- **CONSEGNA A**: Ricopia per intero il testo sui fondi del PNRR destinati agli asili nido, senza cambiare nulla.

- **ESTRATTO**:
.....
Ed è dunque in questa complessa situazione si inseriscono i fondi stanziati dal Piano Nazionale di Ripresa e Resilienza (PNRR) per l’incremento dei servizi di asilo nido su scala nazionale. Come riportato dall’articolo "Perché i Comuni disertano il bando del PNRR sugli asili nido?", pubblicato sulla rivista Vita lo scorso 14 marzo, le richieste di finanziamento presentate dalle Regioni si sono fermate a 1,2 miliardi, ovvero la metà rispetto al totale messo a bando. Visto il disastro registrato con le pochissime proposte avanzate, con la sola eccezione dell’Emilia-Romagna, che si conferma apripista rispetto ai servizi per la prima infanzia, è stata disposta una proroga di un mese rispetto all’iniziale scadenza di fine febbraio.

Il PNRR rischia, quindi, di diventare (paradossalmente) uno strumento di amplificazione delle disuguaglianze. Laddove è già presente una consolidata offerta di asili nido, questa verrà aumentata ancor di più grazie alle nuove risorse, mentre le aree del Paese più arretrate da questo punto di vista e che faticano a implementare tali servizi resteranno ferme, comportando inevitabilmente un incremento del divario.
.....
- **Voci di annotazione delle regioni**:

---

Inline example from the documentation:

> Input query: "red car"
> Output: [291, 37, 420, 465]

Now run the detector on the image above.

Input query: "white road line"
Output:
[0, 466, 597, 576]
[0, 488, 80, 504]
.....
- **CONSEGNA B**: Trasforma tutte le righe dei record in un elenco numerato, saltando quelle vuote.

- **SOLUZIONE SCRITTA A**:
Ed è dunque in questa complessa situazione si inseriscono i fondi stanziati dal Piano Nazionale di Ripresa e Resilienza (PNRR) per l’incremento dei servizi di asilo nido su scala nazionale. Come riportato dall’articolo "Perché i Comuni disertano il bando del PNRR sugli asili nido?", pubblicato sulla rivista Vita lo scorso 14 marzo, le richieste di finanziamento presentate dalle Regioni si sono fermate a 1,2 miliardi, ovvero la metà rispetto al totale messo a bando. Visto il disastro registrato con le pochissime proposte avanzate, con la sola eccezione dell’Emilia-Romagna, che si conferma apripista rispetto ai servizi per la prima infanzia, è stata disposta una proroga di un mese rispetto all’iniziale scadenza di fine febbraio.

Il PNRR rischia, quindi, di diventare (paradossalmente) uno strumento di amplificazione delle disuguaglianze. Laddove è già presente una consolidata offerta di asili nido, questa verrà aumentata ancor di più grazie alle nuove risorse, mentre le aree del Paese più arretrate da questo punto di vista e che faticano a implementare tali servizi resteranno ferme, comportando inevitabilmente un incremento del divario.

- **SOLUZIONE SCRITTA B**:
1. ---
2. Inline example from the documentation:
3. > Input query: "red car"
4. > Output: [291, 37, 420, 465]
5. Now run the detector on the image above.
6. Input query: "white road line"
7. Output:
8. [0, 466, 597, 576]
9. [0, 488, 80, 504]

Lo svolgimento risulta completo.